===== Records for processing =====
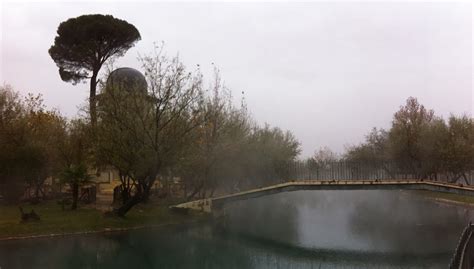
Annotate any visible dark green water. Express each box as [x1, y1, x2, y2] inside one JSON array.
[[0, 190, 472, 268]]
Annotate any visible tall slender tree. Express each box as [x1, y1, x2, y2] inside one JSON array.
[[49, 14, 141, 124]]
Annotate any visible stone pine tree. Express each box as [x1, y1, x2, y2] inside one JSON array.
[[49, 14, 141, 124]]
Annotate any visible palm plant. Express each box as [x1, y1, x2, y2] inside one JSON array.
[[60, 164, 92, 210]]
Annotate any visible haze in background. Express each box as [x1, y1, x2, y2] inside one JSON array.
[[1, 1, 472, 157]]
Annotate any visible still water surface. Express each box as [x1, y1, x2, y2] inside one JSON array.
[[0, 190, 472, 268]]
=====
• [Task brief]: If a record holds a picture, drop the picture and reproduce everything else exactly.

• [Answer to this task]:
Annotate any visible dark green water. Express each box as [x1, y1, x2, y2] inside one JSON array.
[[0, 190, 472, 268]]
Annotate any visible tall slender tree. Express each box as [x1, y1, x2, y2] inside one JSON array.
[[49, 14, 141, 124]]
Annotate any visible stone pine tree. Express each box as [x1, y1, x2, y2] inside one JSON array.
[[49, 14, 141, 124]]
Annotate any visible palm plant. Express each box as [x1, y1, x2, y2] inside one JSON array.
[[60, 164, 92, 210]]
Annotate any visible haze in background. Express each box as [x1, y1, x2, y2] inside one JSON array.
[[1, 1, 472, 157]]
Annotate any visible still water surface. Express each box as [x1, y1, x2, y2] inside one JSON array.
[[0, 190, 472, 268]]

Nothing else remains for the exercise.